## What you should do
Extend the mailing-list thread below on Xpressive and UTF-8 text, picking up after its final reply.

## Excerpted passage

|
Boost Users : |
From: Eric Niebler (eric_at_[hidden])
Date: 2008-08-25 16:56:54
Allan Odgaard wrote:
> It looks like the traits aspect of Xpressive is geared toward
> characters, so I assume that Xpressive is not directly usable with UTF-8
> encoded text, am I correct?
Correct.
> It might work by having the character type be a 32 bit integer and then
> use iterator adapters which expose the sequence as ucs-4 code points
> (after all, the sequence is encoded),
Right, and such iterator adaptors already exist in
boost/regex/pending/unicode_iterator.hpp. I've never tried to use them
with xpressive, however.
> but that leads me to the next
> question: diacritics.
>
> For example something like é in decomposed unicode is two code points (e
> followed by a combining ´ mark), so even when the sequence is iterated
> as ucs-4 code points, a regexp of . will match just the e, not the
> actual (rendered) character.
I'm afraid your analysis is correct.

Records excerpted from a collection:
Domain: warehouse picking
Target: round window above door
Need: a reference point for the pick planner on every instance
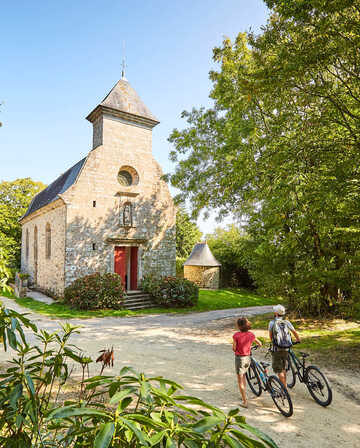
(125, 178)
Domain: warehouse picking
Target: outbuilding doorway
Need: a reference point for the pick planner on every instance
(126, 265)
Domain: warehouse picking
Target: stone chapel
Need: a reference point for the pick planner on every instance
(110, 212)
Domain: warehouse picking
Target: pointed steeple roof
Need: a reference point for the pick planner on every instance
(201, 256)
(123, 101)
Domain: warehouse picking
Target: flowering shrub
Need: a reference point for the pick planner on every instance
(171, 291)
(96, 291)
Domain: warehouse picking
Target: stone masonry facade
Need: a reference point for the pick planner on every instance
(50, 270)
(87, 221)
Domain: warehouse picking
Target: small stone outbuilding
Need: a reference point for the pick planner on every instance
(202, 267)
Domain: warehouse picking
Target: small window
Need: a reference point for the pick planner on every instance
(126, 218)
(27, 244)
(48, 240)
(125, 178)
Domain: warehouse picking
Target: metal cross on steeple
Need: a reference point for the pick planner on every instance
(123, 64)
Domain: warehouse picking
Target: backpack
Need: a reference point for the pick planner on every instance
(281, 334)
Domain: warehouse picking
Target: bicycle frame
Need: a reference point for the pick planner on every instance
(299, 365)
(262, 373)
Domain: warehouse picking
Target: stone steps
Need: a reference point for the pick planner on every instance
(138, 300)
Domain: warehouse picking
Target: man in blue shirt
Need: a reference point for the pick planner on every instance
(280, 354)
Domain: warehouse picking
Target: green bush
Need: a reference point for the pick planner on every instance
(171, 291)
(96, 291)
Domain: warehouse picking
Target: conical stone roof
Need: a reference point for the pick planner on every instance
(122, 100)
(201, 256)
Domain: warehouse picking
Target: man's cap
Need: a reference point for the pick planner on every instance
(279, 309)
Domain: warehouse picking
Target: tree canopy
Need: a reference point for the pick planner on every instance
(187, 234)
(15, 197)
(281, 145)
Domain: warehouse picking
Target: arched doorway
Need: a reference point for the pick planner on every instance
(35, 255)
(126, 265)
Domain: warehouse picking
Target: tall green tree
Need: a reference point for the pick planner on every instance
(187, 234)
(281, 145)
(15, 197)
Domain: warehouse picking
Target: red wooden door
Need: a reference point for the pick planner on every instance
(120, 262)
(133, 267)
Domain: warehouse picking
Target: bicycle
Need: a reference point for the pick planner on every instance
(259, 380)
(316, 382)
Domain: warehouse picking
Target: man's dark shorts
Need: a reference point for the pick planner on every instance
(279, 360)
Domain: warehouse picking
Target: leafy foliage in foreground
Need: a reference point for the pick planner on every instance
(95, 292)
(171, 291)
(281, 146)
(127, 410)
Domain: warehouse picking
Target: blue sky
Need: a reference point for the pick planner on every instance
(59, 59)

## Task result
> Since I was unable to find any discussion of this while searching for
> Xpressive, I am curious to hear if any thoughts have gone into these
> issues.
Xpressive is not Unicode-aware. It's been on my ToDo list forever, but
it's a huge job and I don't foresee myself having the time to devote to
this in the near future. If you could make a prioritized list of the
features you'd like, it would help.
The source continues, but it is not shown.